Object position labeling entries
>>>

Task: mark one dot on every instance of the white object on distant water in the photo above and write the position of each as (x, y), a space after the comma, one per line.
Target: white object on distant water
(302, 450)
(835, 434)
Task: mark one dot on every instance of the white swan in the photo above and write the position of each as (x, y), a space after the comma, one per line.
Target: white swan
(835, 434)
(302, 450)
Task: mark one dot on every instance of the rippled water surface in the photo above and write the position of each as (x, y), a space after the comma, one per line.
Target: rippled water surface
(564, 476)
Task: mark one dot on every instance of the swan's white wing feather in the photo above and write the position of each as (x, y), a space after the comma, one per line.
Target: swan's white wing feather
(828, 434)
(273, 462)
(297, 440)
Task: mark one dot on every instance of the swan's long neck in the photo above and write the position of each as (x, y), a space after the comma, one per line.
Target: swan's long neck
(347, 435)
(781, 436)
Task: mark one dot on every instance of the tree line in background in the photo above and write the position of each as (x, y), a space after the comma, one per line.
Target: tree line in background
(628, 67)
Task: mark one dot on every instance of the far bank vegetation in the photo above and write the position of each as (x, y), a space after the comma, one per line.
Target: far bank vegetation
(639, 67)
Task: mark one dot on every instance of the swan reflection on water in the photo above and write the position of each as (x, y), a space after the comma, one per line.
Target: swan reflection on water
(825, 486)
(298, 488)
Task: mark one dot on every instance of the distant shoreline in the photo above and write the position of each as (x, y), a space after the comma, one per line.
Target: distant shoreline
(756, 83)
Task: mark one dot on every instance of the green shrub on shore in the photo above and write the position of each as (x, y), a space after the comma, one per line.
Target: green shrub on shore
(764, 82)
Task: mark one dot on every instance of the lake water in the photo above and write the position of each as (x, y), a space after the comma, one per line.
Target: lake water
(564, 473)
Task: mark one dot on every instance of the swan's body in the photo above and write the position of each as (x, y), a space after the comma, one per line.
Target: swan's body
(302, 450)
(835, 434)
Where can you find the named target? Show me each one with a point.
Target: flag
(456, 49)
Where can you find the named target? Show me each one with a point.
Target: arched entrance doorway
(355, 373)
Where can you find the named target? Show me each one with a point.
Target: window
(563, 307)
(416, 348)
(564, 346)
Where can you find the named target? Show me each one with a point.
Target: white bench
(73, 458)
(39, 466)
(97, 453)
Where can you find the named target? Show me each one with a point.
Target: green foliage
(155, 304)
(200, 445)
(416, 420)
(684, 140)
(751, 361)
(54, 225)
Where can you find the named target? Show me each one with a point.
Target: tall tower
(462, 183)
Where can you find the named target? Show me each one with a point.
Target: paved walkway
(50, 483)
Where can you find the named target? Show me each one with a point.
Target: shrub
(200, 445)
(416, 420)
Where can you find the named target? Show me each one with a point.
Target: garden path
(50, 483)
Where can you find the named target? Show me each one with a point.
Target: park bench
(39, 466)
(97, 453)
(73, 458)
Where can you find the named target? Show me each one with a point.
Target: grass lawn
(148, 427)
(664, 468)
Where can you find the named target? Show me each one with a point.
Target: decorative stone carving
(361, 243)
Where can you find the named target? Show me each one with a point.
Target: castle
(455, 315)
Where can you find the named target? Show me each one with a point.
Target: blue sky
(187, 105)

<<<

### [Problem requirements]
Count the lines in the data above that contain the string "distant", with case counting, and give only the number.

### [Correct result]
4